Niamh Flanagan graduated from the National College of Art and Design, and is a member of Graphic Studio Dublin where she works as Programme Coordinator and Master Printer. Selected recent exhibitions include Dower House Gallery, Emo Court, (OPW), (2023), Kwaidan- Encounters with Lafcadio Hearn, Matsue, Japan (2023), Blickar mot Landscap, Galleri Helle Knudsen, Stockholm (2023), Thin Places of Escape and Return, SO Fine Art Editions, Dublin (2022), London Original Print Fair and Ink MIAMI (2022), represented by : Stoney Road Press, Dublin, Grafik fran Irland,(2020) at Galleri Helle Knudsen, Stockholm, Inside Worlds, (2017) SO Fine Art, Dublin and Collision, (2017) the Law Society of Ireland. Her work is in the collections of the OPW, The Law Society of Ireland, the British Library and the National Gallery of Ireland. Awards include Arts Council Mentorship Scheme, Travel and Training, RHA Graham Wilkinson Print Prize, Culture Ireland Grants. Residencies include Cill Rialiag Project, Lindart International Artists’ Colony, Slovenia, ‘Where Borders Meet’; Poland and Edinburgh Printmakers, Scotland. She has worked extensively in education, developing the Etching Programme at Graphic Studio Dublin. In 2013 she set up Mobile Print Project with Clare Henderson, an initiative that promotes printmaking through education in Ireland.
• • •
YOUR ASSIGNMENT
List the collections that the biography says hold Niamh Flanagan's work.

Items from a dataset
• • •
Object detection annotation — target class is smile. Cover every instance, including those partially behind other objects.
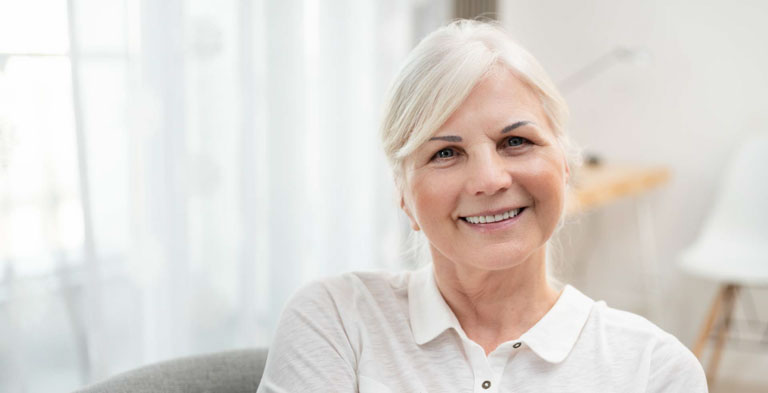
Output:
[461,207,525,224]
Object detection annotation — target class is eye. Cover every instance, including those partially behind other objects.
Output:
[506,136,531,147]
[432,147,456,160]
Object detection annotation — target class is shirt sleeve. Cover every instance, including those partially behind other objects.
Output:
[257,282,357,393]
[646,333,708,393]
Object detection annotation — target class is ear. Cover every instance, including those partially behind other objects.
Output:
[400,194,421,232]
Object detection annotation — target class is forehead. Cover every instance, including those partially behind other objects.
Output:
[435,67,548,135]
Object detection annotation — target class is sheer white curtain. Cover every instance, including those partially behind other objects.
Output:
[19,0,412,388]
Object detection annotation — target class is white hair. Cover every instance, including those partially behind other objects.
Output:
[380,20,580,276]
[381,19,578,190]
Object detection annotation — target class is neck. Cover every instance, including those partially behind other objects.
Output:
[433,247,559,354]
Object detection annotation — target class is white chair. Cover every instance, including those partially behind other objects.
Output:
[681,134,768,383]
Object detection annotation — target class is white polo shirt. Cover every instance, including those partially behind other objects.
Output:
[258,265,707,393]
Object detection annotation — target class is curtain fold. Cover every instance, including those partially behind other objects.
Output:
[65,0,411,383]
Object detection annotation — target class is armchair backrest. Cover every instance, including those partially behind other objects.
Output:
[76,349,267,393]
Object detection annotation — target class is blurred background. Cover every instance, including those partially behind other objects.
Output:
[0,0,768,393]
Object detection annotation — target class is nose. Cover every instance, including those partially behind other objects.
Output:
[467,149,512,195]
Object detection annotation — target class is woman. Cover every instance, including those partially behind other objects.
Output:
[259,21,707,393]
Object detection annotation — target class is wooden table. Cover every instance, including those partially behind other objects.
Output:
[566,164,670,215]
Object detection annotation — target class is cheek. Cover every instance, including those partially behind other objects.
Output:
[525,156,565,210]
[412,173,457,227]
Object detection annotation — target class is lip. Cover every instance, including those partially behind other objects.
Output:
[459,206,526,218]
[459,206,528,233]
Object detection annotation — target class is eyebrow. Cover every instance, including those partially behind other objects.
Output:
[429,135,461,142]
[429,120,532,142]
[501,120,531,134]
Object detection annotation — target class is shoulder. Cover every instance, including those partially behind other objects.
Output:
[286,271,411,314]
[590,301,706,392]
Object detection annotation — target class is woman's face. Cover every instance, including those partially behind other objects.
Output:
[402,68,569,270]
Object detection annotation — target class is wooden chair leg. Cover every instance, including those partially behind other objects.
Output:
[693,285,727,362]
[707,284,740,386]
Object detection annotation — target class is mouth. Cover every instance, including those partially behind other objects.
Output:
[459,207,525,225]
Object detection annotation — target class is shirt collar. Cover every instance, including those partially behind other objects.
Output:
[408,264,595,363]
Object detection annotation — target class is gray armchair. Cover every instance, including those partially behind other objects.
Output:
[76,349,267,393]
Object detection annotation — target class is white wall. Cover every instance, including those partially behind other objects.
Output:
[500,0,768,383]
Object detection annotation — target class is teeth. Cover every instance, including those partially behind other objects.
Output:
[465,209,520,224]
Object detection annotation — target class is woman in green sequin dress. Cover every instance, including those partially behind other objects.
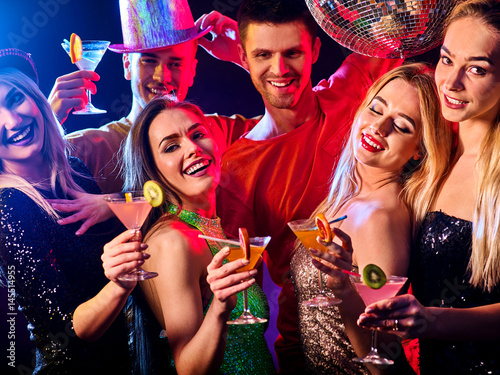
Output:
[110,98,275,374]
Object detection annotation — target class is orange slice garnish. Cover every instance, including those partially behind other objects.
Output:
[238,228,250,260]
[69,33,82,64]
[316,212,333,242]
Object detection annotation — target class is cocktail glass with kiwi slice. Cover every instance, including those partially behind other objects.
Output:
[350,264,407,365]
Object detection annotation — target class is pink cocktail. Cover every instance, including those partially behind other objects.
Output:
[107,197,151,229]
[354,276,406,306]
[104,191,158,281]
[351,276,407,365]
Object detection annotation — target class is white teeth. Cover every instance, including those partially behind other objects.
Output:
[186,160,210,175]
[446,96,466,105]
[363,135,383,150]
[12,126,30,142]
[150,87,167,95]
[270,81,292,87]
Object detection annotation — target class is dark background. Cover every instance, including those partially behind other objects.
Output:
[0,0,352,132]
[0,0,435,374]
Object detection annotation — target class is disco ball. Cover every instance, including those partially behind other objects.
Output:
[306,0,459,58]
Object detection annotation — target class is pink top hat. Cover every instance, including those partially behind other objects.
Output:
[109,0,212,53]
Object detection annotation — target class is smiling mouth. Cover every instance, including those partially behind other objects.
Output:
[444,94,468,105]
[268,79,294,88]
[148,86,177,97]
[7,124,33,144]
[363,134,385,151]
[184,160,210,176]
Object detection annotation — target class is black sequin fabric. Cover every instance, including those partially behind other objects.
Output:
[290,246,369,375]
[410,212,500,375]
[0,158,131,375]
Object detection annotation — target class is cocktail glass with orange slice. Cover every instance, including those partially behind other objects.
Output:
[288,216,345,307]
[61,34,110,115]
[198,235,271,324]
[104,191,158,281]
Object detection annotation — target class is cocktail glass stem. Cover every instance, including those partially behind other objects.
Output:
[243,289,252,316]
[227,289,267,325]
[318,270,325,296]
[130,229,142,242]
[353,330,394,366]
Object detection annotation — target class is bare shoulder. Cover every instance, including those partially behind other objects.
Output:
[346,197,411,275]
[144,220,210,262]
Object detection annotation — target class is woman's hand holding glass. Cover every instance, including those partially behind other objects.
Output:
[310,228,352,298]
[207,247,257,314]
[101,232,151,290]
[47,190,114,236]
[358,294,436,339]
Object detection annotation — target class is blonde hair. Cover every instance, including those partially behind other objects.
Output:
[0,68,83,219]
[312,63,452,233]
[446,0,500,292]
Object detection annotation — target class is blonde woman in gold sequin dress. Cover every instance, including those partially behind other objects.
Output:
[291,64,451,374]
[107,98,275,374]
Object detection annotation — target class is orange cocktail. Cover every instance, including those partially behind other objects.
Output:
[227,245,265,272]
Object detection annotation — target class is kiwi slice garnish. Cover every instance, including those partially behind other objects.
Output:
[143,180,165,207]
[363,264,387,289]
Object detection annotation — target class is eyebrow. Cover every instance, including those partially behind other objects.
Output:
[373,95,417,129]
[441,46,495,66]
[251,44,304,56]
[141,52,186,61]
[158,123,203,147]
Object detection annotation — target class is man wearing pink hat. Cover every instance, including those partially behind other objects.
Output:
[199,0,401,374]
[49,0,252,197]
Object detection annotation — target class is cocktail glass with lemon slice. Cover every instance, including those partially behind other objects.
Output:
[61,34,110,115]
[198,228,271,324]
[104,191,158,281]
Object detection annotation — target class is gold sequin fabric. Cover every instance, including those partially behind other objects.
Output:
[290,246,369,375]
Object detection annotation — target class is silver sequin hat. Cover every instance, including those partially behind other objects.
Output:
[109,0,212,53]
[0,48,38,85]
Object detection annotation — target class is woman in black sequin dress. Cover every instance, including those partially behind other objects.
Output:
[359,0,500,375]
[290,64,452,375]
[0,49,139,375]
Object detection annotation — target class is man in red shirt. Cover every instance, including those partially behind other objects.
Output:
[199,0,401,374]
• • •
WRITTEN RESPONSE
- the OPW
- The Law Society of Ireland
- the British Library
- the National Gallery of Ireland